# EXERCISE DIRECTIONS
Within the records below is a range that opens at the line with "Where can you spot the white dome" and closes at the line with "Where can you spot the ceiling fan light". Return that range word for word, both ends included, and only that range.

# SOURCE DATA
>>>>>

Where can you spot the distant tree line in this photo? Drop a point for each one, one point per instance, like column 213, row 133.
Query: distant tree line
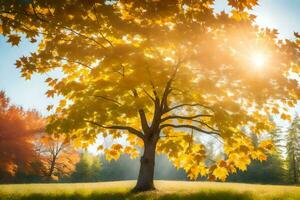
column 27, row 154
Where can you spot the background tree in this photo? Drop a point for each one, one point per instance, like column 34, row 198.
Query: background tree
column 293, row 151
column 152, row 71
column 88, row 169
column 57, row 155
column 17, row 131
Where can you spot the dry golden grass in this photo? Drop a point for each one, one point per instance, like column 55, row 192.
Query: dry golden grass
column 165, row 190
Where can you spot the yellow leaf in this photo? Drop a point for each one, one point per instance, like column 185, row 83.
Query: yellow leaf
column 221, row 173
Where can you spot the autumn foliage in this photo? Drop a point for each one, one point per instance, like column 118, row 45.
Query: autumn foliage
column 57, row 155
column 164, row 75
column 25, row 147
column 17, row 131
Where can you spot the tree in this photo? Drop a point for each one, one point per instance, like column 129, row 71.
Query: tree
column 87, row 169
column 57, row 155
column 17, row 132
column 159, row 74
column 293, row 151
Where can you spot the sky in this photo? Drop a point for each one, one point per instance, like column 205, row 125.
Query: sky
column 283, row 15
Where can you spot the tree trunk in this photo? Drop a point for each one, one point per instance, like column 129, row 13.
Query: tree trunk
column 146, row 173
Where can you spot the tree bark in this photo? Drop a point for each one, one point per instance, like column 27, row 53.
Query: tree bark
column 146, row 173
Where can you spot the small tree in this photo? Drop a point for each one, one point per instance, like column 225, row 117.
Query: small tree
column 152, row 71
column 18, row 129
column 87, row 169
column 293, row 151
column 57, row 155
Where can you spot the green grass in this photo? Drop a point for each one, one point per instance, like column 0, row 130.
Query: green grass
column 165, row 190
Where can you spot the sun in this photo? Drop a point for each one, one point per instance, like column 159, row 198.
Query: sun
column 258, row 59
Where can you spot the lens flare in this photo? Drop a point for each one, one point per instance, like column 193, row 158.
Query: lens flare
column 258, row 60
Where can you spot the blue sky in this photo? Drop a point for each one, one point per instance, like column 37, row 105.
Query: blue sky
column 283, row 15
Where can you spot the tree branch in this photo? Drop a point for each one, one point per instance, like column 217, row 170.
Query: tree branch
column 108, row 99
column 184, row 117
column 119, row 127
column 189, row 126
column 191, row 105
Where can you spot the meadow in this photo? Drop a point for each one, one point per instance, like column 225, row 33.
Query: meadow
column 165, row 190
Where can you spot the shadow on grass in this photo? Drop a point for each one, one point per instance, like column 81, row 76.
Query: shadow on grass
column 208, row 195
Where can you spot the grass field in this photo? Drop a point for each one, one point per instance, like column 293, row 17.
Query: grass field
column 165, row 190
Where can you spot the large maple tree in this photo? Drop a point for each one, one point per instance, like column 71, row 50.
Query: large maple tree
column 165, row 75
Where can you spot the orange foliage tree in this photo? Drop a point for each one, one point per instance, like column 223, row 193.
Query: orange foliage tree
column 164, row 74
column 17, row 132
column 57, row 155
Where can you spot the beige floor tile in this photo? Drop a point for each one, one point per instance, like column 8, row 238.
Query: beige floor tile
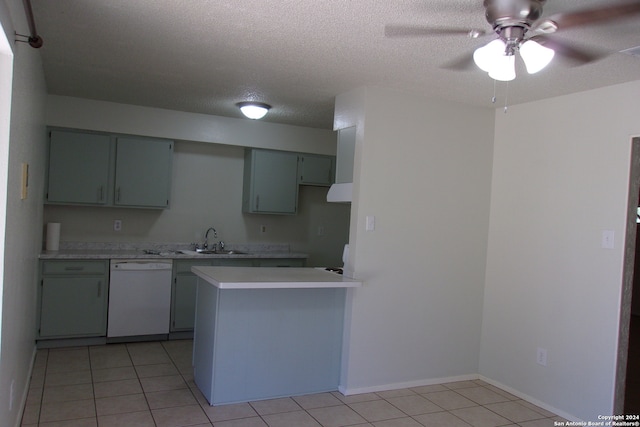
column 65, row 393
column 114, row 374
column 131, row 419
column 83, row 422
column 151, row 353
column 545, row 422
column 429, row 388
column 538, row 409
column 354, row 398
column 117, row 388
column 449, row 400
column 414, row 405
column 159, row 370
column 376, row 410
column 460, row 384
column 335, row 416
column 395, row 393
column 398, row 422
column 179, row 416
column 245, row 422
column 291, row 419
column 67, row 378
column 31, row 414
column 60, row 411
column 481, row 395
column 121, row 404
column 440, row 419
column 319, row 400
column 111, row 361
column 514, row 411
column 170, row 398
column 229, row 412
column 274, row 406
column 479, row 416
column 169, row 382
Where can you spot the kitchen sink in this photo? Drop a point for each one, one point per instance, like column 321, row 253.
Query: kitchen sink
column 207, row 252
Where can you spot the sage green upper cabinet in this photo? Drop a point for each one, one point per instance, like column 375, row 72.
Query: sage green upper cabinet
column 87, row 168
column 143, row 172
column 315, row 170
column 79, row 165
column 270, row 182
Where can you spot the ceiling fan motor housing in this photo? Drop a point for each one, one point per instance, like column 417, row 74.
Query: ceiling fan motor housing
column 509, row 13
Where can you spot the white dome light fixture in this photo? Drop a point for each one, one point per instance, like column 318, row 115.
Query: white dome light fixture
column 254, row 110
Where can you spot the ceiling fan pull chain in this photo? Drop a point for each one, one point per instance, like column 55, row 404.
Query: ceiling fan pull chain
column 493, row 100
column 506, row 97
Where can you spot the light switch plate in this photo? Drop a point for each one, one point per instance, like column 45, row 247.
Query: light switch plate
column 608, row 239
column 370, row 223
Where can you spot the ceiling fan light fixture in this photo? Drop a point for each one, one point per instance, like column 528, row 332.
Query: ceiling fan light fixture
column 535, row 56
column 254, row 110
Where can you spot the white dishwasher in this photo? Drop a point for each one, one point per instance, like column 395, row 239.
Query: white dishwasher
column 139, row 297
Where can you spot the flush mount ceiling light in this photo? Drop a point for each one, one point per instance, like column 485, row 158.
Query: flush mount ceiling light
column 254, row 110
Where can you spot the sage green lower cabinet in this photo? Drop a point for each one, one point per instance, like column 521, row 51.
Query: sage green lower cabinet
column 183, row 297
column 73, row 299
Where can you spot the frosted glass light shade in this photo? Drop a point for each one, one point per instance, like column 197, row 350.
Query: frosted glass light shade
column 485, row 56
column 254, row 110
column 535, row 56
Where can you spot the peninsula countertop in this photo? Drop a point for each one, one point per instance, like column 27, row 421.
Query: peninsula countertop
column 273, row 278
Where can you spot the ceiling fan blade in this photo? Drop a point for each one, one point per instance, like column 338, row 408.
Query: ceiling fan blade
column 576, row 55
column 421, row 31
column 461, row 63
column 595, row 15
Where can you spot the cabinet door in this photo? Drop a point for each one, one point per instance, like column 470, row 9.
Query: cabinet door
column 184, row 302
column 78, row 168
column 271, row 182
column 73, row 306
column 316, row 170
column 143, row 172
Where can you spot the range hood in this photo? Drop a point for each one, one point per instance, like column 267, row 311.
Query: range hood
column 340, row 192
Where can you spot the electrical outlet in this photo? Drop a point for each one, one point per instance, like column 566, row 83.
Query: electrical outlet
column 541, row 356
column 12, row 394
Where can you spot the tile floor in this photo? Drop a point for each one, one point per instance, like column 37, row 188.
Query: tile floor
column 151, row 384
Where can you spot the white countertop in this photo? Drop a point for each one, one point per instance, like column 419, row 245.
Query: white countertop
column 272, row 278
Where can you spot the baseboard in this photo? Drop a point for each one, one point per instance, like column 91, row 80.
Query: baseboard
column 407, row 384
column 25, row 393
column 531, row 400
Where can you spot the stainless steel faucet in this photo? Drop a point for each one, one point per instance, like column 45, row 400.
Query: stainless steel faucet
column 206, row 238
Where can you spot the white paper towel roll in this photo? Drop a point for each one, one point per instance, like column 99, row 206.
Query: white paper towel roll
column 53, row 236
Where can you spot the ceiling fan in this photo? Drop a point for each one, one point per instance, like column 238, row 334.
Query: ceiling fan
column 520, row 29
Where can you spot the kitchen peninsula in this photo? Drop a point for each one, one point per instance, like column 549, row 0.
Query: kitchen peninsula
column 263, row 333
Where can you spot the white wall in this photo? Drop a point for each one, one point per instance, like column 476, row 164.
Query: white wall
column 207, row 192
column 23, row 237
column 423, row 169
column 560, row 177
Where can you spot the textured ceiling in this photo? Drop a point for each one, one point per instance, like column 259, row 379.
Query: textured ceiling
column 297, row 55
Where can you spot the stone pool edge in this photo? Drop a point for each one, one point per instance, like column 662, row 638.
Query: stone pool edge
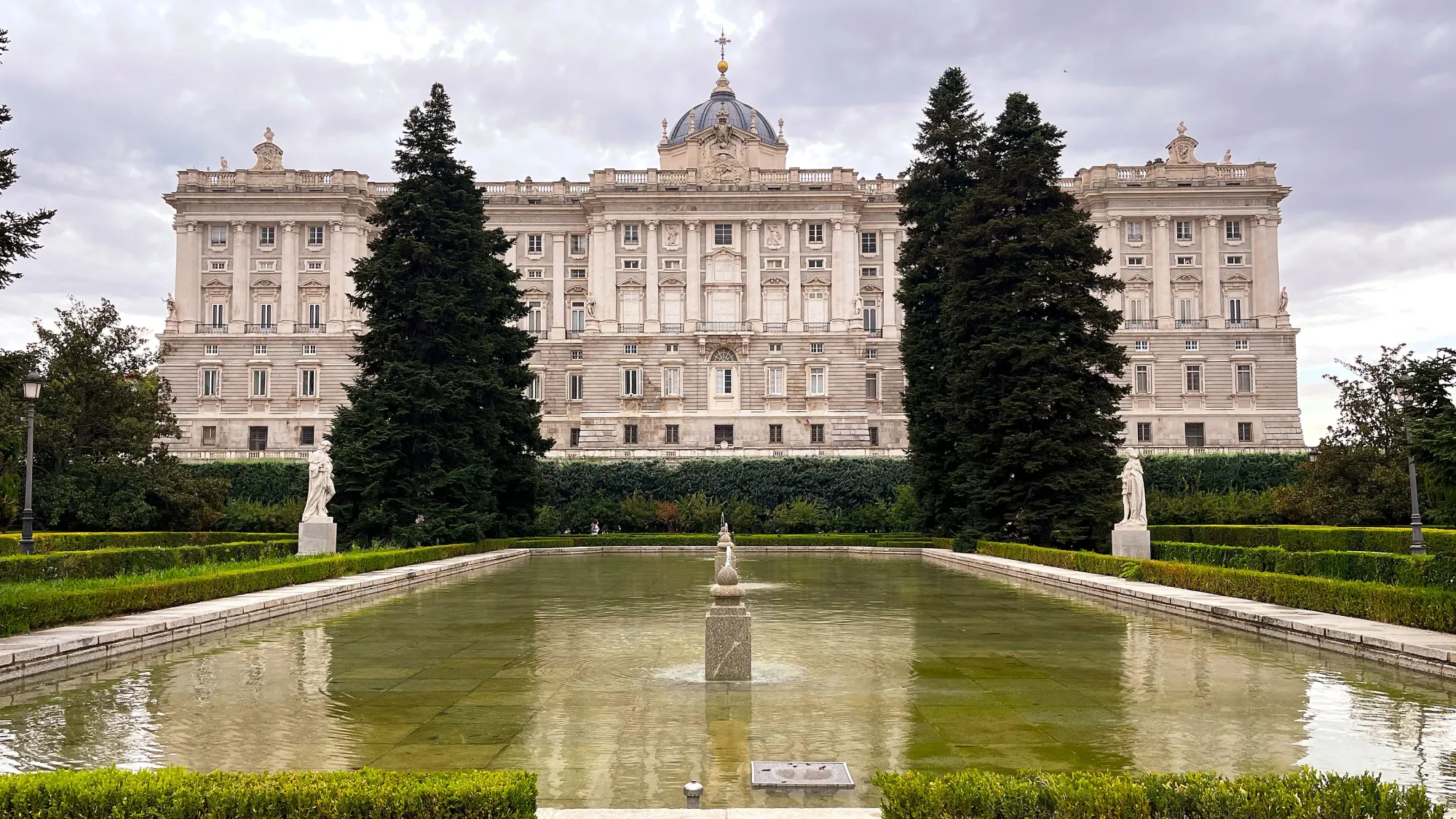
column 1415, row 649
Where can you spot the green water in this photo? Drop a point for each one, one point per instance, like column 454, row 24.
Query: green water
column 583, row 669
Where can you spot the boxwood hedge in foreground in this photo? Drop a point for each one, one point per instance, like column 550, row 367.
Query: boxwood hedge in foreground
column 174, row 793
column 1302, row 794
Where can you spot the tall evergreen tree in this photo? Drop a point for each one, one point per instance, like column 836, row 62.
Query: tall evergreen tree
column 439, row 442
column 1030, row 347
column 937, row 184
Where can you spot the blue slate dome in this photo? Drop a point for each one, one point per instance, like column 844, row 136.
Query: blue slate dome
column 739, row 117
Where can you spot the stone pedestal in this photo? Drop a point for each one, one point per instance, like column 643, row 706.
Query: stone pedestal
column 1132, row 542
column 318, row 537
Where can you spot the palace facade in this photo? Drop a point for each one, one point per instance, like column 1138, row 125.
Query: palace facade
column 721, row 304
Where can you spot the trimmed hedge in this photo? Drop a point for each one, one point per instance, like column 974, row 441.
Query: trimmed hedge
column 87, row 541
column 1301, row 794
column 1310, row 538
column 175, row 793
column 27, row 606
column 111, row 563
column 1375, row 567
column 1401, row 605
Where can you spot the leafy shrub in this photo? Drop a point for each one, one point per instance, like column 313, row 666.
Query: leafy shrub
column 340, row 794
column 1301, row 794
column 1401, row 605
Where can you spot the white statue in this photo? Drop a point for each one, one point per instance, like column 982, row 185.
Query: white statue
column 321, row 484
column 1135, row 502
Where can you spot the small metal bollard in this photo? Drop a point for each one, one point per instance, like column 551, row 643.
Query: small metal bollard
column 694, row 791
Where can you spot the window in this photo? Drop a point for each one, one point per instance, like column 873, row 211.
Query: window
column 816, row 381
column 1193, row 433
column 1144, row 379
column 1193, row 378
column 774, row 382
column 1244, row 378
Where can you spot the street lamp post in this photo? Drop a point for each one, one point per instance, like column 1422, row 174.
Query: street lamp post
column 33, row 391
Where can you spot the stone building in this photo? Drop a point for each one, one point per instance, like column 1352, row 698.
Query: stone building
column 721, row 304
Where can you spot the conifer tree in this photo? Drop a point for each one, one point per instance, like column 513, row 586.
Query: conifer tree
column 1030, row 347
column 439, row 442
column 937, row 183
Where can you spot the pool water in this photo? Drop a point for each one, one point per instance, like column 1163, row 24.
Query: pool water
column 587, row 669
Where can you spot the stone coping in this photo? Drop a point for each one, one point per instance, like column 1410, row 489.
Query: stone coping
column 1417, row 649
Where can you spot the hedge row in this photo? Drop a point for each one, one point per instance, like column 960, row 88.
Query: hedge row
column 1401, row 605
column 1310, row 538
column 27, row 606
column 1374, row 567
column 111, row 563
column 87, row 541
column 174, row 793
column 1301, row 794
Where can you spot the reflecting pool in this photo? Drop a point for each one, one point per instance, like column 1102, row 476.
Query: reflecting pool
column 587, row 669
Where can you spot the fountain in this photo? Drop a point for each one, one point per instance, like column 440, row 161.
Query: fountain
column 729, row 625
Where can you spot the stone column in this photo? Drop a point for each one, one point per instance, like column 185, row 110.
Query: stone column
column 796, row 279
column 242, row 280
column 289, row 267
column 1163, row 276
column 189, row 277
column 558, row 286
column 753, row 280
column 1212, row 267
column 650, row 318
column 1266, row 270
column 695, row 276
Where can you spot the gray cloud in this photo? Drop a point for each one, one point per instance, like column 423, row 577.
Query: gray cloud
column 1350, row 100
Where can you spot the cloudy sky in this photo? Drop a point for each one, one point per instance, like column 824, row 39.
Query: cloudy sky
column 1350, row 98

<<<<<

# OUTPUT
Where can you spot the white dome light fixture in this photo? Drop a point for each one, one point per instance, like column 318, row 115.
Query: white dome light fixture
column 254, row 110
Where can you spot the ceiling fan pull chain in this photo? Drop a point for each one, one point per instance, like column 55, row 404.
Query: ceiling fan pull chain
column 493, row 100
column 506, row 97
Where can you spot the light switch plate in this photo? Drop a point for each one, one point per instance, like column 45, row 247.
Query: light switch plate
column 608, row 239
column 370, row 223
Where can you spot the ceiling fan light fixture in this photo? Drop a point for each one, one point per instance, like column 528, row 332.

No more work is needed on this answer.